[Pointing records]
┄┄┄┄┄┄┄┄┄┄┄┄┄┄┄┄┄┄┄┄

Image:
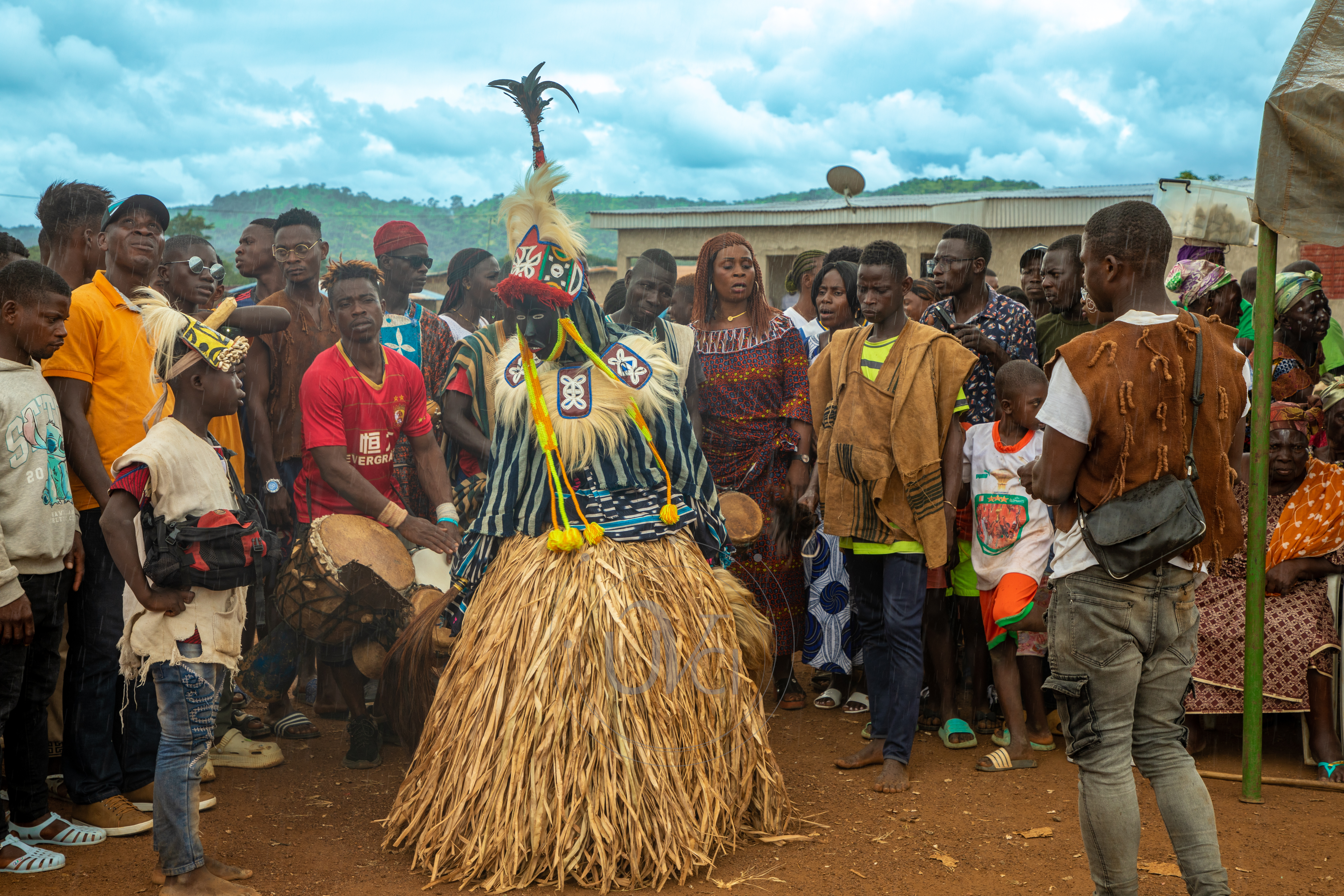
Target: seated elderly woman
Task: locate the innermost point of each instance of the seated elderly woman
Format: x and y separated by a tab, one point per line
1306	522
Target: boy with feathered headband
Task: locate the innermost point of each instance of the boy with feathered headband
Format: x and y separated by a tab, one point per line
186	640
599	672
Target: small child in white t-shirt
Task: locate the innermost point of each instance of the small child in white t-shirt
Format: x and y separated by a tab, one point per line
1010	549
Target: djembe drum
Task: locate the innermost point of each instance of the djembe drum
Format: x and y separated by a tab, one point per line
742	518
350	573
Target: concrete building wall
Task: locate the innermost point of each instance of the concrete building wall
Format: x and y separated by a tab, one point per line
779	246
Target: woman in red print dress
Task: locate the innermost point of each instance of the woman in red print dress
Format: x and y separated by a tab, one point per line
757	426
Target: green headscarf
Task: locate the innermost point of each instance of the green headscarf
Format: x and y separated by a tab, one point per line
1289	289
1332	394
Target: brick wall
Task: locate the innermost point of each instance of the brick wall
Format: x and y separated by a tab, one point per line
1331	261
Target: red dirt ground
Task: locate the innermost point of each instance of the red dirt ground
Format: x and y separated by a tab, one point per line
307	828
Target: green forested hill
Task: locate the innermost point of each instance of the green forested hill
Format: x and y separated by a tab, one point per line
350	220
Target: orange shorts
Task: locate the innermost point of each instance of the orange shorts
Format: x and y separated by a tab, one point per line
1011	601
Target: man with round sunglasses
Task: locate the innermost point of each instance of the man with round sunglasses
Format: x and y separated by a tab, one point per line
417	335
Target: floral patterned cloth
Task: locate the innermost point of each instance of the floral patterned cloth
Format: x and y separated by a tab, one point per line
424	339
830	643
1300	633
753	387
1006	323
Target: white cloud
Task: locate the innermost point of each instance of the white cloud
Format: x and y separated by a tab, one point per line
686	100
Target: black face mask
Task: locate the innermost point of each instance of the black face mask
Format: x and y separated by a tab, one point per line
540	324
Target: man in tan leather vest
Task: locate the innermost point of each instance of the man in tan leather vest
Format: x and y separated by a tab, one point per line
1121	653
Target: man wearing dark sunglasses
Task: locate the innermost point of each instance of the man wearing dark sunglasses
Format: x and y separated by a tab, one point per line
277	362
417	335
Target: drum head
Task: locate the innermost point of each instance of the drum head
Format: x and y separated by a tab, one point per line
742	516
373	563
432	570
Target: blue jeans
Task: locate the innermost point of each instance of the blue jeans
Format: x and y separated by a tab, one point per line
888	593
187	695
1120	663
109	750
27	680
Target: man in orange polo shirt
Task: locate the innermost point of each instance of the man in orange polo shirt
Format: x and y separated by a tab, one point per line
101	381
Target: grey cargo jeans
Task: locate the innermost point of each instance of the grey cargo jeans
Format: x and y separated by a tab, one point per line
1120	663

┄┄┄┄┄┄┄┄┄┄┄┄┄┄┄┄┄┄┄┄

[TASK DETAILS] Would you mind returning each entry above word for word, skipping the images?

[TASK OUTPUT]
Image:
Target: seated elderly woman
Task: locate the innermost point of each instance of the seated elderly woman
Format: x and y separated by a tab, one point per line
1306	522
Target: boy with feathered headband
Task: locate the innermost point of each instance of the boy with feathered headband
Format: x and y separated by a tab, one point per line
186	640
599	672
Target: small child in white t-shirt
Task: locate the innermost point of each instance of the small child in white t-shirt
Format: x and y separated by a tab, one point per line
1010	549
Target: djembe drum
Task: locate the innermost point of each instance of the djembe drum
Format: x and y separated by a tab, one point per line
742	518
350	573
Target: concrete building wall
Task: locate the innermost point of each instance of the concrete building wall
Format: x and y separated by a tab, one point per line
779	246
Target: woman in red print dress
Task: locate the innermost point of each instance of the woman in red print dress
Format: x and y separated by a tab, one point per line
757	426
Target: green headscarf
Task: locate the innermost point of each instance of the green headscarf
Format: x and y separated by a tab, one point per line
1289	289
1332	394
Target: brick wall
Task: locate the innermost point of each instance of the brick wall
Format: x and y separated by a tab, one point per line
1331	261
Target: red dirt ground
Task: locate the innermost point of each instance of the red dirt ground
Format: x and y separated by a tab, one point per line
307	828
Target: green forested hill
Task: locate the innermost point of each instance of the green forested hill
Format: x and y separated by a tab, one point per line
350	220
Target: orange shorts
Task: locate the innermost point of each instance of the orange shorts
Format: x and y separated by a tab, one point per line
1011	601
Target: man with round sunglasses
Task: locate the innermost point of each instance of the man with round sunglasses
Format: x and y separated by a tab, one point per line
417	335
Target: floral patterned cloth
Task: locate the innermost point of each instance of the floral patterned cloth
Format: x and y separated by a tab, one point per line
424	339
830	643
1300	633
753	387
1006	323
Target: white cloud
Task: locate the innermost point of each instance of the white cloud
Format: x and y separated by a tab, one point per line
686	100
Target: black face mask
Task: locate the innermost point of each instance of the black face mask
Format: x and y separated by a tab, one point per line
540	324
Target: man in tan leather vest
Task: locate the innermost point of each instance of the man in tan leather vest
Format: x and y separated by a tab, one point per line
1121	653
Target: man wearing dark sunglasses
Task: locate the innermost point of each instance of the man wearing dark sunglasses
Format: x and y separated by a tab, one point per line
277	362
417	335
Target: drum head
Task: locate the innermost point of each instance of the drum head
Format: x and y separated by a tab, one point per line
742	516
373	563
432	570
Target: blue jeans
Task: locate the innermost point of each instance of the blue jeans
Format: x and y separated by a tab, one point per line
888	593
187	695
1120	663
109	750
27	680
Target: man in orange polo shirt
Task: locate the innermost point of each instance of the man in orange polo shirt
Format: x and y separated by a tab, one point per line
101	381
Target: grey cargo jeans
Task: locate the innermost point of each instance of the grey cargo jeans
Format: x and y separated by a tab, one point per line
1120	663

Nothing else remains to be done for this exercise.